■ Short task ■
Output all entries verbatim. Skip pictures.
==============================
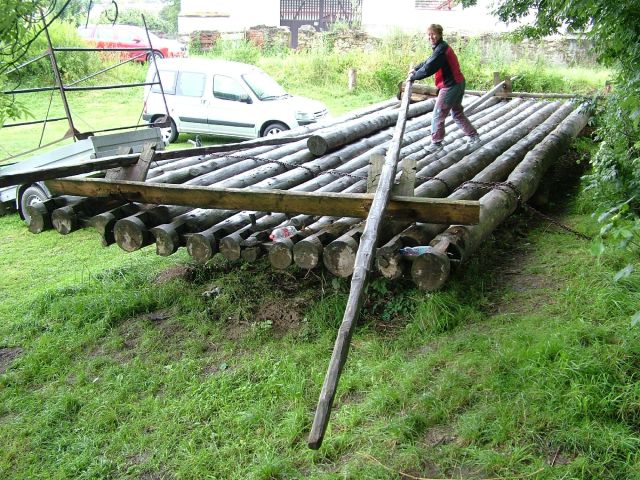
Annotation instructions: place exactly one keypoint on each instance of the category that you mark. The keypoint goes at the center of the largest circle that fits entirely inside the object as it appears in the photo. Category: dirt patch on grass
(7, 356)
(184, 272)
(284, 314)
(439, 435)
(278, 316)
(520, 283)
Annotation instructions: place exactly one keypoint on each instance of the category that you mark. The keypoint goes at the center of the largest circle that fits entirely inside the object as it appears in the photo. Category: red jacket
(444, 63)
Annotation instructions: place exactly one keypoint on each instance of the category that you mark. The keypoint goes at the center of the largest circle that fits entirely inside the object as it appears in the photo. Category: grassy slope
(524, 366)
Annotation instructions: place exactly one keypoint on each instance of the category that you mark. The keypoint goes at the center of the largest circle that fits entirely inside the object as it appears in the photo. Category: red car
(129, 36)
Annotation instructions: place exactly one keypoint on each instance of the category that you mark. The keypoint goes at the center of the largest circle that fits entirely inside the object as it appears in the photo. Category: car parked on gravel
(129, 36)
(223, 98)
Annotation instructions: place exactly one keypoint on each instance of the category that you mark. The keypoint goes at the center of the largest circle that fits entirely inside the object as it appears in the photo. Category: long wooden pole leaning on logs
(364, 261)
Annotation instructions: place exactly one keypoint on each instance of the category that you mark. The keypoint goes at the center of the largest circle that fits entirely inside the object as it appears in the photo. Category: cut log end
(230, 247)
(281, 254)
(390, 265)
(202, 246)
(131, 234)
(64, 220)
(167, 240)
(251, 254)
(431, 270)
(307, 253)
(104, 224)
(340, 257)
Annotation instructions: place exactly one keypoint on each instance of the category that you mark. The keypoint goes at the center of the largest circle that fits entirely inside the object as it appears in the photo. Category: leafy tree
(614, 30)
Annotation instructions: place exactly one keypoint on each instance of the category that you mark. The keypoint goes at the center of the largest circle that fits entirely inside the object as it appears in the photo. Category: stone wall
(269, 37)
(555, 50)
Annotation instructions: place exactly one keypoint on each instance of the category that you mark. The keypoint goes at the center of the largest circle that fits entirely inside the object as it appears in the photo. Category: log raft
(228, 199)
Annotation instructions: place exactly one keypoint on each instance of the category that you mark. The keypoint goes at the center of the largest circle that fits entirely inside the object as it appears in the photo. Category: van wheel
(169, 134)
(31, 196)
(274, 128)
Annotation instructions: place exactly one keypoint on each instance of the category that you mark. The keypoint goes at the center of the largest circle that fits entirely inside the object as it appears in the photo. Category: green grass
(527, 355)
(138, 366)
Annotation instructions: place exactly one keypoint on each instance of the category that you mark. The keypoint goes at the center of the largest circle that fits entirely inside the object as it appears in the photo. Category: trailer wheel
(170, 133)
(31, 196)
(157, 54)
(273, 128)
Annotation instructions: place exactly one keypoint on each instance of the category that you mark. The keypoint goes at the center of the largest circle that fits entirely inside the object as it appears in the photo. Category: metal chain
(511, 189)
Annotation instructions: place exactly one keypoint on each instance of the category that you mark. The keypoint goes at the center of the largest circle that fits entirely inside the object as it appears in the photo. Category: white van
(220, 97)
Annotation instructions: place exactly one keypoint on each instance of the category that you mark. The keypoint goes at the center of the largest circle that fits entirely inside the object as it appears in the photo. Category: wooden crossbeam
(432, 210)
(31, 176)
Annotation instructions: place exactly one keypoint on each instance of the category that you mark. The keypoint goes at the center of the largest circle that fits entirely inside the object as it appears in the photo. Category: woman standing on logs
(450, 82)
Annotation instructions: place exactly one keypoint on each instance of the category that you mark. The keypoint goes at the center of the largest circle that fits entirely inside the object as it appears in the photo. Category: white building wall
(227, 15)
(379, 18)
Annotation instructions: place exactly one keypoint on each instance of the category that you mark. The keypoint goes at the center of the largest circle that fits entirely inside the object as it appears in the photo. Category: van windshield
(265, 87)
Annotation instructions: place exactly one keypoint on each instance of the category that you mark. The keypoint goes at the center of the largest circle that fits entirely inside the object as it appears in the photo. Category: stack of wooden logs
(519, 138)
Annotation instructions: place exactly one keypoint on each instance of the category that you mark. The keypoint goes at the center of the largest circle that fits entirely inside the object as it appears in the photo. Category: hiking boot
(433, 148)
(473, 141)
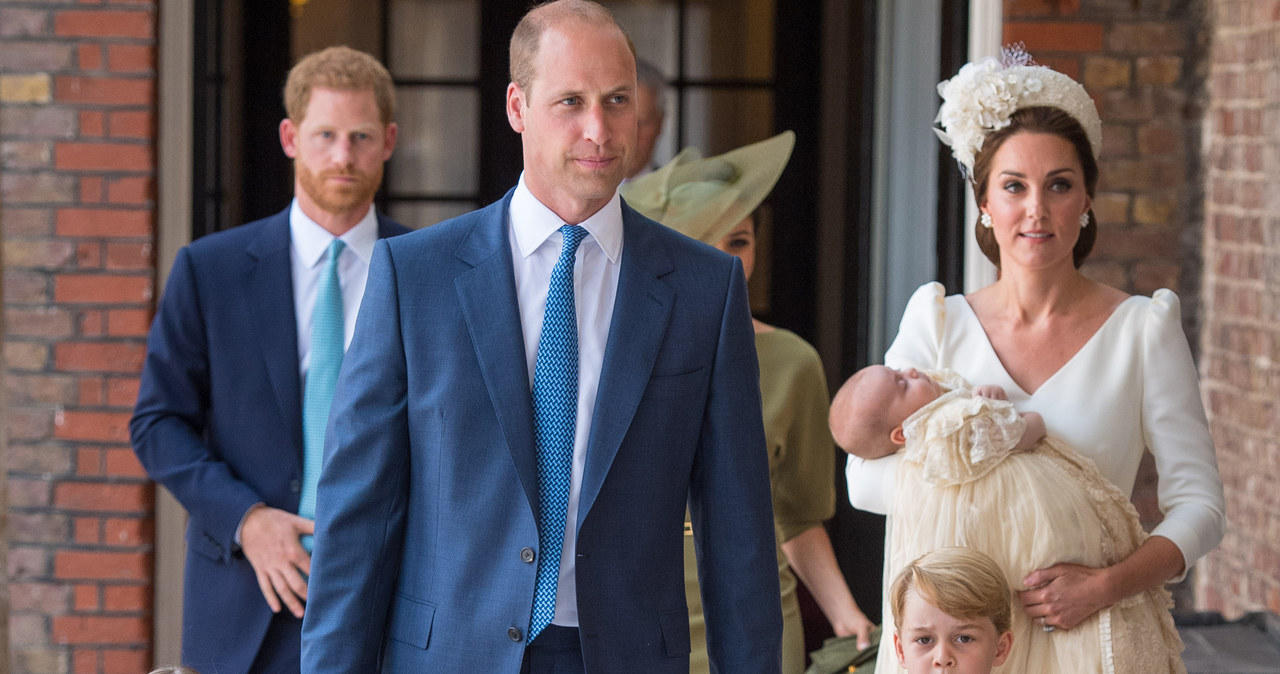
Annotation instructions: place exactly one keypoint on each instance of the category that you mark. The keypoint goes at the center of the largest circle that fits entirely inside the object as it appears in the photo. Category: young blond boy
(952, 611)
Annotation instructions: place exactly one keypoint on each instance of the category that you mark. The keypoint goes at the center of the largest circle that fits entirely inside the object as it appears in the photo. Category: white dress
(1133, 385)
(963, 485)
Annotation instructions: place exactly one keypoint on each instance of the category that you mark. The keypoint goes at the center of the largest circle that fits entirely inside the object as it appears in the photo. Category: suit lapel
(270, 282)
(487, 294)
(640, 312)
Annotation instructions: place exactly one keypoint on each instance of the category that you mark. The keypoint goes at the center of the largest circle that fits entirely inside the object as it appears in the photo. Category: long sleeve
(730, 505)
(172, 415)
(1176, 432)
(795, 411)
(364, 480)
(871, 482)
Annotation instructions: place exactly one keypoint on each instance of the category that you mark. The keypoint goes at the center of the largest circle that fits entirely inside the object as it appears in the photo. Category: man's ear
(289, 138)
(516, 108)
(389, 136)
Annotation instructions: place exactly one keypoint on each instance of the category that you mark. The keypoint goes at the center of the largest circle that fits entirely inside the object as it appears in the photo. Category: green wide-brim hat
(705, 198)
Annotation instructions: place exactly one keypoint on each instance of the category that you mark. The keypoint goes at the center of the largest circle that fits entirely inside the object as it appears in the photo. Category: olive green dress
(801, 472)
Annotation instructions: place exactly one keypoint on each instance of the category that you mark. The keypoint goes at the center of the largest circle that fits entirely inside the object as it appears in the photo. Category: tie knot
(574, 235)
(336, 250)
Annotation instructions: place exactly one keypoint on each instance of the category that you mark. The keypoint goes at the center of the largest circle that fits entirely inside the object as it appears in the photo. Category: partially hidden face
(741, 243)
(577, 118)
(1036, 196)
(338, 150)
(931, 641)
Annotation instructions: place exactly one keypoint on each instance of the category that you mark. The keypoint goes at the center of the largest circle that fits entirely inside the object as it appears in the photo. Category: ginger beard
(339, 191)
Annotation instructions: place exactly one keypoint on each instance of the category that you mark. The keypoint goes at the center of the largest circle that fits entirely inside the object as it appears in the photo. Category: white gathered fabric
(960, 484)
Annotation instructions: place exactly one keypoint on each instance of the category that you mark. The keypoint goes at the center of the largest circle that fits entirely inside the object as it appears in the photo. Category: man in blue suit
(247, 320)
(448, 539)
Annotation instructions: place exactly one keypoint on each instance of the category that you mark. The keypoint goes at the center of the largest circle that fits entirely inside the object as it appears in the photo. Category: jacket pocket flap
(411, 622)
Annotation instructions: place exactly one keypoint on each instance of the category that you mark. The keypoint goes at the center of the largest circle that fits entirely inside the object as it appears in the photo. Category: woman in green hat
(713, 200)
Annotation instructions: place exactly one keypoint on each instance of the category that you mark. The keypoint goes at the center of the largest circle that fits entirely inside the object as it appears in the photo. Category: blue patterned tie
(554, 422)
(327, 333)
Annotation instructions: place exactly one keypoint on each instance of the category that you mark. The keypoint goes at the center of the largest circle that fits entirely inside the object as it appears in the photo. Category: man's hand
(270, 541)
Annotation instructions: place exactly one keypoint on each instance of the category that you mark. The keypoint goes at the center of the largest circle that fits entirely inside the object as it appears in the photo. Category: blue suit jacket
==============================
■ The result ■
Annotation instructions: place exactly one keypoint on each instance of the category that you mark. The keypoint goes at the center of the largest circle that fits entirely inside the object as it appears in the photo. Category: dirt patch on grass
(7, 356)
(184, 272)
(284, 314)
(439, 435)
(278, 316)
(520, 283)
Annotation instructions: place exactly one keypoint on each instance of the category that you mark. The keypoint goes at the center of the largest circle that fits entirely inside the object as it appears in the photo. Category: red jacket
(444, 63)
Annotation instructions: place exactly one keypoint on each instance of the category that you mark. The keypoint goes at the center of the largest circle that fits entirely inside the object as it appears in the photo. Category: grassy slope
(524, 366)
Annotation instructions: place exactly one keypoint on each instance of the category that you mark. The keypoint goes at the center of the largest circle that fits entirely inside the object as it appears in the photo. Category: red car
(129, 36)
Annotation instructions: place exactly one keypoint on each instance of the category that you mark. The keypoint goes at the center of the largest circle that fits entirely inside the object as it appears in the photo. Category: car parked on gravel
(129, 36)
(223, 98)
Annotation instructions: place exactly one keypoint on each instance of the category that you mark. The keypoint goes at the center of the largest circle that fits entirely inside the object as it appears in the photo. Category: long wooden pole leaning on logs
(364, 261)
Annotation instructions: place exactly one keypoint on each instance of the category that you mark. The keypoint goes at the center of the largest circle that fits entirely inside the object as it appears in the photo. Category: cut log end
(230, 247)
(281, 254)
(390, 265)
(202, 246)
(131, 234)
(64, 220)
(167, 240)
(251, 254)
(431, 270)
(307, 253)
(104, 224)
(340, 257)
Annotation instructions: place exactly one keypoint on each instance of the category that you mark. The keypoint goes at the center of the largest circle that fits entirely inside the object as it appears in the photo. Category: leafy tree
(614, 30)
Annotation instructions: place exactly one keypoint on each instance of the category that you mark. The keypoint goes at the center of the largest circle that fits entirely inside the object as it appears in the photo. Category: stone wall
(269, 37)
(555, 50)
Annotation instructions: place exactly one keypoint on each instance of the category that you mark. The keypoint goes at the center of the largest circle that fits entirely inside the object as it appears in the photo. Category: log raft
(228, 199)
Annotation instructions: place exactly one keypoint on each instance of the category that you mark. The keypoint goes at the center of the largest circle that fits entirely inside the object as it appears in the photo. Category: van wheel
(169, 134)
(31, 196)
(274, 128)
Annotation instructions: place exactly one keypoint on each instance of the category that you mark. The keypoint goes at the center of the largest circle that fits entirely inside the object as it appears in the photo. Category: green grass
(527, 355)
(138, 366)
Annotation instructions: place exactly one keypoint on each instance of the category that you mark. The keypoint goes at the center of the largest circle that fits entirely inside the object as it appears in the photo. Category: trailer wheel
(170, 133)
(31, 196)
(157, 54)
(273, 128)
Annotation instructions: place exactly one keypoint on each instance of the category that you mark. The keypoint goes at the center of the largest circle that fits entirely inside the object as it appears in the photo. Category: metal chain
(511, 189)
Annotation instructions: place exactly one keypoint on each instance of the category that you mark. The keypoint goes at the center of the largest circle that fits entirely inside the object as it appears in the photo. Category: white van
(220, 97)
Annotation instructions: place exactly one keypoint on each instance of the category that you mark. The keypoint goes at the center of the largest circle that fits entirely inside the object as it appears in the photo. Category: wooden crossbeam
(432, 210)
(31, 176)
Annotation instructions: place exactly one keypoint on each instance of the category that you mark. The keypoint goes at the center of the largest circle that fits entirely inside the object as it appears in the photo. Category: woman standing on logs
(450, 82)
Annotation instructions: place exactly one keypoint on each instance of the category that you mark. The keypoint goes at the center of the largest circle that fits entirely inside the object as it appears in the photo. Category: white building wall
(227, 15)
(379, 18)
Annotation instructions: place exactly one keypoint on each instance of the category that you mark. The keypoint goes at the center of the largest circle that fits entirely inside the object as it appears in the photo. Category: van windshield
(265, 87)
Annotation instructions: place exactly one keypoint on each instance of the category that you mark. The keypoint goes at the center of the largest circle that fits entirely inside the object as it appears in the photo. Category: stack of wooden logs
(519, 138)
Annotation instructions: place exactly one keypoint on each instance of the category that you mark. The keypoint goes at the center of the largest circle that fits entirely inside the object as it appears in the photo. Category: hiking boot
(433, 148)
(473, 141)
Annotation instructions: place exactly one keypoint on each instance of the category that you mark. The keypoint goes at the center of the largest circle that fits entirely inside the object as it appears in the photo. Category: young blond boy
(952, 611)
Annotation instructions: place exactly one keypoint on each instance of the category that you mark. The keypoint goes at the center of the largest circle that fits entirely inside the object as it appears in the photo. Category: white dress
(1133, 385)
(963, 485)
Annotation instructions: place exactly one keypoint on each instance of the category that you mark. The keypoint goes at the center of the largest circle that fits entirely inside the object as it appears in the photo. Category: suit lapel
(270, 282)
(487, 294)
(640, 312)
Annotation instructions: place exactly one keypoint on each instance of the category that you mark. The keypoint goes at the center of the largest circle that fits entirely inside the object as it appears in the photo. Category: long sleeve
(730, 505)
(172, 415)
(1176, 432)
(795, 411)
(364, 480)
(871, 482)
Annotation instructions: place exactly one keypoint on each instance of the category that you mark. The keypoint goes at the center of the largest circle that fits entirely inside the object as it appears in the photo. Category: man's ear
(289, 138)
(516, 108)
(389, 136)
Annotation instructions: place exactly one keypoint on each instance of the category that you mark. The keypoint goes at the center of the largest circle that fits entirely inside the object as it appears in the photo. Category: green wide-brim hat
(705, 198)
Annotation instructions: place exactly one keypoint on each instance of the category that you mark. The keypoint goes at the center of the largest circle that fits entirely inside the object as it appears in the photo. Category: olive green dress
(801, 472)
Annotation instructions: place exactly one keypoint on each instance of the category that you mark. The keypoint goes at the center of the largest circle that fits entirely inside the object as it appears in the photo. Category: tie knot
(574, 235)
(336, 250)
Annotation instructions: place exactly one keypoint on each instance of the category that you mark. The keypoint goes at the center of the largest circle that fits entirely inside the object as it appears in the photo. Category: partially hidden face
(741, 243)
(577, 118)
(1036, 196)
(338, 150)
(931, 641)
Annotation instructions: place exactly one keypoint on each instance of the category that you mark. The keypoint goes at the center of the largest circle that fits entirely inside the object as it appears in the photo. Category: ginger beard
(339, 191)
Annotation instructions: place exactly one keypoint on each instance of the category that you mark. The keypoint goes at the center of the largest circle that fits entirely inside the object as it appears in the photo. Category: white gathered fabric
(960, 484)
Annotation instructions: place exactly one keypoint on each instance of the category that you mark. The keypoint goes at the center of the largest circle that fits entirely inside the object as it appears in the photo. Category: man in blue suit
(247, 320)
(448, 539)
Annotation instructions: place exactly one keypoint on each instance of the category that you mark. The keypoint goes at the center of the largest circle that fits entirely inside the object as it appears in the photo. Category: jacket pocket flap
(411, 622)
Annotation instructions: place exactly one keypoint on each instance of the category that you mark. The keypoint goes at the center of the largest circle that fits entirely inside the object as it appears in the photo. Category: woman in green hat
(713, 200)
Annotation instructions: place exactly one keypoint on each instance of the category that you mark. The keypoint goes at the center of the largest circle that fits entirely inside the object as it appears in the photo. Category: blue patterned tie
(554, 422)
(327, 333)
Annotation instructions: place exactly one keypoint on each instance of the category that you mark. The keypoint goes at the center of the largest circle that fits entirely inside the object as it appears in the photo. Category: man's hand
(270, 541)
Annotation instructions: place exactly one keypoint on each instance of the category that you mark. The keypoint goes at the center of the largest circle that fits entirely inside the object as it appears in the photo. Category: blue suit jacket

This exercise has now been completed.